In Oceana’s latest quest to reveal fraudulent practices in seafood, the organization collected and tested 82 samples of salmon from grocery stores and restaurants in Washington, D.C. , Virginia, New York and Chicago. The samples were taken between December of 2013 and March of 2014. The results revealed that 43 percent of the samples were not labeled properly, and that the mislabeling is occurring more often in restaurants than in grocery stores.

Further research indicates that salmon “fraud” was even higher during an earlier study in 2013, also conducted by Oceana. This study included 384 samples, and 7 percent of these samples turned out to be “fake.” The study was specifically designed to see how often salmon fraud occurs during the winter. This is the time salmon is not in season, so the market would be in short supply, according to Kimberly Warner, a senior scientist at Oceana. Warner is also the author of the new salmon report.

“In D.C. in summer, I don’t think we had any salmon mislabeling. Same for Chicago,” Warner said in an interview with The Salt.
========================================================================
- _Brief 1_
In the salmon mislabeling text, which cities and states did Oceana collect its 82 salmon samples from?
- _Brief 2_
Carry on the salmon mislabeling text from its final sentence.

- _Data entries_
========================================================================
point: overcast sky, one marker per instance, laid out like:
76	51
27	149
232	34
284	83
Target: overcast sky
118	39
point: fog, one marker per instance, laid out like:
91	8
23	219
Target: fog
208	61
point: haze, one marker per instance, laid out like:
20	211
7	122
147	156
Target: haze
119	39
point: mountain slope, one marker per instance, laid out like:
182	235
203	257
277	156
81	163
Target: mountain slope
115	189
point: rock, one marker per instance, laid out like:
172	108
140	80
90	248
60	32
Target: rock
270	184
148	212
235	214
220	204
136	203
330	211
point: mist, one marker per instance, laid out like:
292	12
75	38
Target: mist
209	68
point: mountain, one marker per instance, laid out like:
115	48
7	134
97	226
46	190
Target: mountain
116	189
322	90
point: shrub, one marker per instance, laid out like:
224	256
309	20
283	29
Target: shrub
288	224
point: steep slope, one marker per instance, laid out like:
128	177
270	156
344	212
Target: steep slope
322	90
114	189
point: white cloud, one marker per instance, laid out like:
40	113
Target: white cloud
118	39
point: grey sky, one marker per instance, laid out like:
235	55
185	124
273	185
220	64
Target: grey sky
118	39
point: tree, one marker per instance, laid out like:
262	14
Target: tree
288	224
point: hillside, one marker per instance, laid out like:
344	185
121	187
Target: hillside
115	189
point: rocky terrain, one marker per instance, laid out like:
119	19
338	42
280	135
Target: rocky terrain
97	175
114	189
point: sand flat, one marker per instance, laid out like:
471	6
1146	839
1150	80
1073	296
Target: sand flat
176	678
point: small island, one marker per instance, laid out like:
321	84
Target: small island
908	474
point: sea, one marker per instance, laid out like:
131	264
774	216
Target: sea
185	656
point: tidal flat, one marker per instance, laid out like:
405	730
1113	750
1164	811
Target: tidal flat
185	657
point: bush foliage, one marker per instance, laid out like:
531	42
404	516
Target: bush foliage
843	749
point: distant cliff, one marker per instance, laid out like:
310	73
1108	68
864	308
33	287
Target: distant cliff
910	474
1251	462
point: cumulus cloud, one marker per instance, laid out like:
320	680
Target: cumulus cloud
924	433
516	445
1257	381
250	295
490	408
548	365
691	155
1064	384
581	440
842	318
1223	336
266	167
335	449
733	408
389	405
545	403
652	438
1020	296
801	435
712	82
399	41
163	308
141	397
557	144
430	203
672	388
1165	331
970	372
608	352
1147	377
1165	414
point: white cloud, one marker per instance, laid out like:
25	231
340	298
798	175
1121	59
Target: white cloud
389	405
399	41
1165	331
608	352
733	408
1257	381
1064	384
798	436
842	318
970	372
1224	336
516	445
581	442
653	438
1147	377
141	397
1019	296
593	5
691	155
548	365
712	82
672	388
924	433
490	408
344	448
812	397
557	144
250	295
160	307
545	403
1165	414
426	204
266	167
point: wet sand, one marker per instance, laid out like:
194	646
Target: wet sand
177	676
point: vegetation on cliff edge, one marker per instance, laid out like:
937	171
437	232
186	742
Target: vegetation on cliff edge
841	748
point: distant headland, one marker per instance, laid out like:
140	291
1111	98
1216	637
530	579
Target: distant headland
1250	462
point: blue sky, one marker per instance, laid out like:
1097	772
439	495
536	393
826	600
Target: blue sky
========================================================================
- _Written reply 1_
Washington, D.C.; Virginia; New York; Chicago

- _Written reply 2_
Warner stated that Oceana looked at the online menus for restaurants that claimed to serve “wild salmon” and looked for “wild salmon” in grocery stores for the study. Oceana found that when wild salmon was not in season, there were significantly different testing results. Those who ordered the salmon from a restaurant were being misled 67 percent of the time, compared with being duped 20 percent of the time when buying the salmon from a grocery store. When diners were deceived about the salmon they were ordering, it was most likely to be during the times when farmed salmon was being sold as a more expensive wild variety.

A similar study involving the mislabeling of salmon was published in 2012 by Erica Cline, who is an associate professor at the University of Washington Tacoma. Cline found that higher rates of salmon were being swapped for the wild variety during the winter. She also found through years of study that trends in fraud go up and down, regardless of the season. Cline also confirmed in her report that, like Oceana’s findings, there are more incidents of fraud in restaurants than in grocery stores.

Oceana also states that this type of fraud presents a serious economic issue. Customers who love salmon aren’t getting what they pay for each time they eat out, and responsible fisherman are compelled to compete with the “fake” salmon sales. According to the Oceana report, the fisherman are “receiving less cash than they should be for their hard-won catch.”

Warner also states that this presents an environmental issue for consumers who are trying hard to eat the healthiest seafood. These customers also consult seafood sustainability ratings like the Monterey Bay Aquarium Seafood Watch, which ranks seafood with ratings like “best choice,” “good alternative” or “avoid”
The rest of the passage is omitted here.